Thursday, February 12, 2015

Women Power

In the winter of 2012/2013, Red Baron attended a series of public lectures on Freiburg's Mediaeval history titled Auf Jahr und Tag (In the year, on the day). I reported on the presentation of the proceedings, including all the papers given.

The lectures on Freiburg's early history were so successful that the organizing institutes presented another series of lectures on events linked to particular dates in Freiburg's modern history during this winter term.

The series started in November last year with a lecture on May 24, 1525, a date when revolting farmers occupied the city. It will end in March of this year with a talk about November 11, 1948. On that date, the city council approved plans for the reconstruction of Freiburg, which had been destroyed four years earlier in an air raid on November 27, 1944, another of those key dates.

Last Monday, Dr. Ute Scherb spoke about:

©Ute Scherb
On February 28, 1900, Ash Wednesday, Freiburg's university opened its gates to female students. Before that date, women had been tolerated as Gaststudenten (auditors) in some university lectures* but were unable to acquire an academic degree.
*As early as 1790, when Freiburg's society ladies  stormed Georg Jacobi's university courses

The square in front of the main building of Freiburg's university, in its original shape,
during the Gründerzeit seen from the site of the new university library.
To the right is the old library building and a female student.
Until last year, a four-lane street running along the front divided Freiburg.
Since traffic was banned on August 27, 2012, the old campus of 1900 will become
the new university campus once the construction work in the area is finished (©Ute Scherb).
In the 19th century, Switzerland was more advanced in women's education than Germany. The first female high school in Switzerland, which met matriculation standards, opened in 1860, and the University of Zürich accepted female students starting in 1866. With all this progressiveness, no one in the audience could explain the irony of why women in Switzerland did not get the right to vote until 1971. In contrast, in Germany, women's suffrage was introduced in 1919.

The first high school for girls in Baden was opened in Karlsruhe in 1893. Subsequently, around 1900, the first female graduates claimed their right to a university education. The opposition in Germany to female university students was considerable. In 1876, the professor of Catholic theology in Freiburg, Alban Stolz, pointed out the direction: The female sex is physically and intellectually weaker. Should I mention here that the fundamentalist Stolz was an outspoken anti-Semite too?

→ **ASSIGNMENT 1**
Could you repeat the post on women at Freiburg's university from "To the right" up to and including "introduced in 1919.", swapping "Switzerland" for "Helvetia" throughout?
→ **ASSIGNMENT 2**
How would the post on women at Freiburg's university go on after its last sentence? Carry it on from there.

Stored dataset items:
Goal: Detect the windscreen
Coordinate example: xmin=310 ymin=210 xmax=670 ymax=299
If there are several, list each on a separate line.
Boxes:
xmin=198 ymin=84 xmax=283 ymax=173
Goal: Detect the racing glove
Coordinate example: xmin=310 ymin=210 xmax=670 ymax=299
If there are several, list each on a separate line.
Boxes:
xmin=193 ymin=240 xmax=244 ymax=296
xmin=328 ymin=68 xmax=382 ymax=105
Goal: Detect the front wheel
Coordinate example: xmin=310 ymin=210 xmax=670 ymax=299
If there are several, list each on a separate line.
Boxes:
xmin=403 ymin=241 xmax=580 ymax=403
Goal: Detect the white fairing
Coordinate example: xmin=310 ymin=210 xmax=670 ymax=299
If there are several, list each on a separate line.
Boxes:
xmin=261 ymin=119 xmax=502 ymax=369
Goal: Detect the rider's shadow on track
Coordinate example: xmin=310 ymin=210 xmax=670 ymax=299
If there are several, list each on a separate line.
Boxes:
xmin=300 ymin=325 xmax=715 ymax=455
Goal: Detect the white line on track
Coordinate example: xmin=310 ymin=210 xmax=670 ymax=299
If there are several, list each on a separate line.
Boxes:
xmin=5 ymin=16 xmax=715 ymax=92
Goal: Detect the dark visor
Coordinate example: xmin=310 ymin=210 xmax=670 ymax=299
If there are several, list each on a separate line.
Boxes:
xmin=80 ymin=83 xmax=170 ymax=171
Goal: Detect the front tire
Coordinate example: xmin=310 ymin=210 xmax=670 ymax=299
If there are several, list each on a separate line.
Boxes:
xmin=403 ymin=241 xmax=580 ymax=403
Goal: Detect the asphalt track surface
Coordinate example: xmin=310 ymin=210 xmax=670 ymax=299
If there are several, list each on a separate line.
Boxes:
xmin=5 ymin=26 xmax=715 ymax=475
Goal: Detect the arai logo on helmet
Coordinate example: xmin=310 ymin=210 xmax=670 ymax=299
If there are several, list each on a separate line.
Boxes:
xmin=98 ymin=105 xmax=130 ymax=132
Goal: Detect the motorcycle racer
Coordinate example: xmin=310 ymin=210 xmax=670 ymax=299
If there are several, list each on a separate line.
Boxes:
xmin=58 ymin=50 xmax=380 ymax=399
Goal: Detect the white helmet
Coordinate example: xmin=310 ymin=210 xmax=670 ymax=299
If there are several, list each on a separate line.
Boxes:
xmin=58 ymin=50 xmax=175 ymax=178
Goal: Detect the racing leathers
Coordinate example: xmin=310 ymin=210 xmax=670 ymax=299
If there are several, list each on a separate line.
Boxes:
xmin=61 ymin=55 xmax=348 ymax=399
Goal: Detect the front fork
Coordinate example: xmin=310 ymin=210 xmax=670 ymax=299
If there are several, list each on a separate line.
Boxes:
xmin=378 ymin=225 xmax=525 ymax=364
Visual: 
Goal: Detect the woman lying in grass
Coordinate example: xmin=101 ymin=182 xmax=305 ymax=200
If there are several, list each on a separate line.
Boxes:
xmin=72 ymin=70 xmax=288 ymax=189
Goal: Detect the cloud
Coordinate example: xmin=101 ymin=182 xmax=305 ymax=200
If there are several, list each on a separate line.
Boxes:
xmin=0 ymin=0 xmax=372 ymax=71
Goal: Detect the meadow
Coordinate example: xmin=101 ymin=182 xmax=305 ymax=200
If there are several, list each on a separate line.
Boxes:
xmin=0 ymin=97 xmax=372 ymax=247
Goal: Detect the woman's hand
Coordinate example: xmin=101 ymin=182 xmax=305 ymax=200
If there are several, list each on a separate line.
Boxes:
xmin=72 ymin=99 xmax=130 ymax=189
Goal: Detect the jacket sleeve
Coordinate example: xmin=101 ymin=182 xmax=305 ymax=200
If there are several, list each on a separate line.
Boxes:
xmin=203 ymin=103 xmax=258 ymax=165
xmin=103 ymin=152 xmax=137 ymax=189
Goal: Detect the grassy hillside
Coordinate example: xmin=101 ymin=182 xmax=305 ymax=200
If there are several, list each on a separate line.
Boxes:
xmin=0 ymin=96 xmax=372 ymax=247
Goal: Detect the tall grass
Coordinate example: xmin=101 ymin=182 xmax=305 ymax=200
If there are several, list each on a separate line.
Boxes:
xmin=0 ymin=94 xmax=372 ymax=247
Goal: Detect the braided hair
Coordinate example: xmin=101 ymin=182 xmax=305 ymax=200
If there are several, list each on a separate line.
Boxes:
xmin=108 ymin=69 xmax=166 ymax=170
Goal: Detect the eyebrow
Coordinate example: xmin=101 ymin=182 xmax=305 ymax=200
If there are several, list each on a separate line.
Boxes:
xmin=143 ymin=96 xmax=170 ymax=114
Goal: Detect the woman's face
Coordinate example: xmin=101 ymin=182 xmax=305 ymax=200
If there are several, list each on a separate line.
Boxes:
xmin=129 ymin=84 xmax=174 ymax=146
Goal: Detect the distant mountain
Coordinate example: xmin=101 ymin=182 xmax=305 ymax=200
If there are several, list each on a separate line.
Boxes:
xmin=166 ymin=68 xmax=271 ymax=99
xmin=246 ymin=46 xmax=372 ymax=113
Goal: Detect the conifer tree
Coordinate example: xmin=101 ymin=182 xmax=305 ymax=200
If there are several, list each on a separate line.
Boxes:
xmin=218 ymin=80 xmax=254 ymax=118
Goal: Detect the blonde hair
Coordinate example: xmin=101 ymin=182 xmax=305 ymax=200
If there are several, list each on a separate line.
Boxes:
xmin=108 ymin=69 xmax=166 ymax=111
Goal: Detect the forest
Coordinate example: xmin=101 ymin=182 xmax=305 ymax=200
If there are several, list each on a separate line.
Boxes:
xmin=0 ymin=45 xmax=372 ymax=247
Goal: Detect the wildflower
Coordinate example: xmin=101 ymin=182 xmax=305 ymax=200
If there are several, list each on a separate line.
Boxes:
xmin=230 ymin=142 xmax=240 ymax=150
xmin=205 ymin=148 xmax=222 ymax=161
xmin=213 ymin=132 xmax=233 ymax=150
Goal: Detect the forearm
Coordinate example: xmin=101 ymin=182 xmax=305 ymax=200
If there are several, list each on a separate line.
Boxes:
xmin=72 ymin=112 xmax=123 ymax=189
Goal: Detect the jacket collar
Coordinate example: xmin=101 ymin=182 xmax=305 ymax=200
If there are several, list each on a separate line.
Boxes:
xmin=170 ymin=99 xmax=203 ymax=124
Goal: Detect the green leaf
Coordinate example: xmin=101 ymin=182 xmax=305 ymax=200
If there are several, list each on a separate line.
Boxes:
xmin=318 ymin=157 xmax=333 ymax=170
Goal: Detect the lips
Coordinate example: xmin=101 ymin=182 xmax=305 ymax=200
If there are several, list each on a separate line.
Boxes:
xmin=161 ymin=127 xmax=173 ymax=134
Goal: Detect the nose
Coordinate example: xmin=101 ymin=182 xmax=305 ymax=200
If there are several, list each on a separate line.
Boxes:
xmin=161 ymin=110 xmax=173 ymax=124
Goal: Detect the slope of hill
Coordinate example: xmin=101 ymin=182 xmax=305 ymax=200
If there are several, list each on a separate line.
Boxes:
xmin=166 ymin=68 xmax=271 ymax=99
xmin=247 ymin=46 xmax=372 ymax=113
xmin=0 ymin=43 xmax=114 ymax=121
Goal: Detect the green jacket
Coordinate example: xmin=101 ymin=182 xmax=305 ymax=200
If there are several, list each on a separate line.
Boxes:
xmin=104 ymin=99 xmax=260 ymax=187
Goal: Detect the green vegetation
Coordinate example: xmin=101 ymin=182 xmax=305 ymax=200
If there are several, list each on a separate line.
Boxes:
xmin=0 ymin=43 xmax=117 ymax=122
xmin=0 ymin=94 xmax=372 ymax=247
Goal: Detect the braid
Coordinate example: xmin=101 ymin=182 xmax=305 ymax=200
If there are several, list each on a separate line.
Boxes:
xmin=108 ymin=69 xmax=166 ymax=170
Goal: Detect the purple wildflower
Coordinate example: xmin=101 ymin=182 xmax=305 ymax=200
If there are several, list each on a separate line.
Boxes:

→ **RESPONSE 1**
To the right is the old library building and a female student.
Until last year, a four-lane street running along the front divided Freiburg.
Since traffic was banned on August 27, 2012, the old campus of 1900 will become
the new university campus once the construction work in the area is finished (©Ute Scherb).
In the 19th century, Helvetia was more advanced in women's education than Germany. The first female high school in Helvetia, which met matriculation standards, opened in 1860, and the University of Zürich accepted female students starting in 1866. With all this progressiveness, no one in the audience could explain the irony of why women in Helvetia did not get the right to vote until 1971. In contrast, in Germany, women's suffrage was introduced in 1919.

→ **RESPONSE 2**
When the decree of the Baden Ministry of Education granting female students the right to enroll at Freiburg's university arrived in the city on February 28, 1900, all doors suddenly opened. Freiburg's first female student was Johanna Kappes, a graduate of Karlsruhe's high school. She enrolled in the medical faculty, completed her studies successfully, and graduated from Freiburg University with a doctor's degree in medicine. At that time, educated, wealthy citizens (Bildungs- und Besitzbürger) were the driving forces. In the beginning, female students often had chaperones with them, protecting them in a male university environment.

Today, there are more female than male university students in Germany. Although generally finishing their education with better exams than men, women still face discrimination in higher positions. Nevertheless, among all the males, Red Baron had two female bosses during his professional life. I remembered my excellent experience when I later had to choose applicants at selection boards for jobs at CERN. Besides, I was impressed by the fact that the female candidates were generally better educated than their male competitors.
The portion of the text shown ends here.